**Problem to solve**
Give again, unaltered, the lines of the listing below that run from the line having "Query: ladder rail" through the line having "find thick tree".
- - - - -
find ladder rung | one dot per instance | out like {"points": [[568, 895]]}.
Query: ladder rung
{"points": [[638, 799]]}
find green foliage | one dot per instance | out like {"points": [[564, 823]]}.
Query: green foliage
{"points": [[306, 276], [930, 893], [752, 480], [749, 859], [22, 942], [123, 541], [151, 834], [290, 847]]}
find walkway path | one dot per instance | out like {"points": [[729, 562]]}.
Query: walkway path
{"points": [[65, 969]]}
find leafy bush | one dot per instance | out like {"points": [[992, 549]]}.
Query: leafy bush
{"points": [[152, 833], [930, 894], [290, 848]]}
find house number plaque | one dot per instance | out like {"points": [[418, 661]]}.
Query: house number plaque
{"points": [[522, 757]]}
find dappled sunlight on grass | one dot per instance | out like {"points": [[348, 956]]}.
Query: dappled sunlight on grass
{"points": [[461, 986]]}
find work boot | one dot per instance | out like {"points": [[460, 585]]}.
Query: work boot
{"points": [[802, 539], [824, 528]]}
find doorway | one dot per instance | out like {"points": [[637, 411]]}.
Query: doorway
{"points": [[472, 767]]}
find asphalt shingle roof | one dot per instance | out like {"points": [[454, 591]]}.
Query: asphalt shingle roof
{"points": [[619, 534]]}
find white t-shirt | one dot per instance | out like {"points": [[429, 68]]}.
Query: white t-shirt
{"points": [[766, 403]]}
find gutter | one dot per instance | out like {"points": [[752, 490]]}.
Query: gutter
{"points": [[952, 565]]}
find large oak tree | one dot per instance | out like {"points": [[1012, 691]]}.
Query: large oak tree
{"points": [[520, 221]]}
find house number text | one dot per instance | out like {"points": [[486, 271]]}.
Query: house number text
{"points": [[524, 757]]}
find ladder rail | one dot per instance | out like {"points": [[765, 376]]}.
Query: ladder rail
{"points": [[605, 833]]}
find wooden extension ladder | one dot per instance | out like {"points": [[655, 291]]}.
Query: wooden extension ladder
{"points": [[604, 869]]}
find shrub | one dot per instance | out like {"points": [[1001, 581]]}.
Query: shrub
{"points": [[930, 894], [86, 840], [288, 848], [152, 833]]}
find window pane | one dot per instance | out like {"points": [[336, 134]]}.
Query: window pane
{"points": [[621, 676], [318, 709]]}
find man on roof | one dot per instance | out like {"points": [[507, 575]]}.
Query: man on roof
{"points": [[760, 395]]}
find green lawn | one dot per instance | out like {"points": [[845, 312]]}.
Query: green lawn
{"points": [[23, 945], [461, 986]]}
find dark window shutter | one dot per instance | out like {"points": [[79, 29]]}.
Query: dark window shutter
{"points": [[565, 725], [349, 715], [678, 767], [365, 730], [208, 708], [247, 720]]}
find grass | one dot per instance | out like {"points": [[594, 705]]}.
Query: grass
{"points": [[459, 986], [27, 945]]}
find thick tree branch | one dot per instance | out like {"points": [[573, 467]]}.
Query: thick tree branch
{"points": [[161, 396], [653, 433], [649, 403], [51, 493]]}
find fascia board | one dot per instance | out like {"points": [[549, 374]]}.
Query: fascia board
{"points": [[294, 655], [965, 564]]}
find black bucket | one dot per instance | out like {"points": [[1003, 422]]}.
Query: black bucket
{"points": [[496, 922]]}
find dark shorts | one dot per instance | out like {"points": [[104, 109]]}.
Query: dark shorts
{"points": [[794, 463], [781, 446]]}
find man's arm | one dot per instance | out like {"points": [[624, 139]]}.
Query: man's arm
- - - - -
**Result of the task**
Query: ladder rail
{"points": [[605, 833]]}
find wooden extension ladder | one dot per instance | out like {"points": [[655, 291]]}.
Query: wooden extension ladder
{"points": [[604, 869]]}
find shrub | one dot per instance | out like {"points": [[1001, 581]]}.
Query: shrub
{"points": [[930, 894], [86, 840], [288, 848], [152, 833]]}
find window pane | one dot per instance | out like {"points": [[336, 134]]}.
Query: window pane
{"points": [[621, 676], [318, 709]]}
find man on roof | one dot per instance | out like {"points": [[507, 575]]}.
Query: man on roof
{"points": [[760, 395]]}
find green lawn | one dot per instance | out like {"points": [[845, 312]]}.
Query: green lawn
{"points": [[23, 945], [461, 986]]}
find dark window shutter | one dot per instance | out like {"points": [[79, 29]]}.
Query: dark window shutter
{"points": [[565, 725], [349, 715], [678, 767], [365, 730], [208, 708], [247, 720]]}
find grass | one dot per instance | out like {"points": [[594, 705]]}.
Query: grass
{"points": [[459, 986], [27, 945]]}
find thick tree branch | one dot per instance | out like {"points": [[573, 467]]}.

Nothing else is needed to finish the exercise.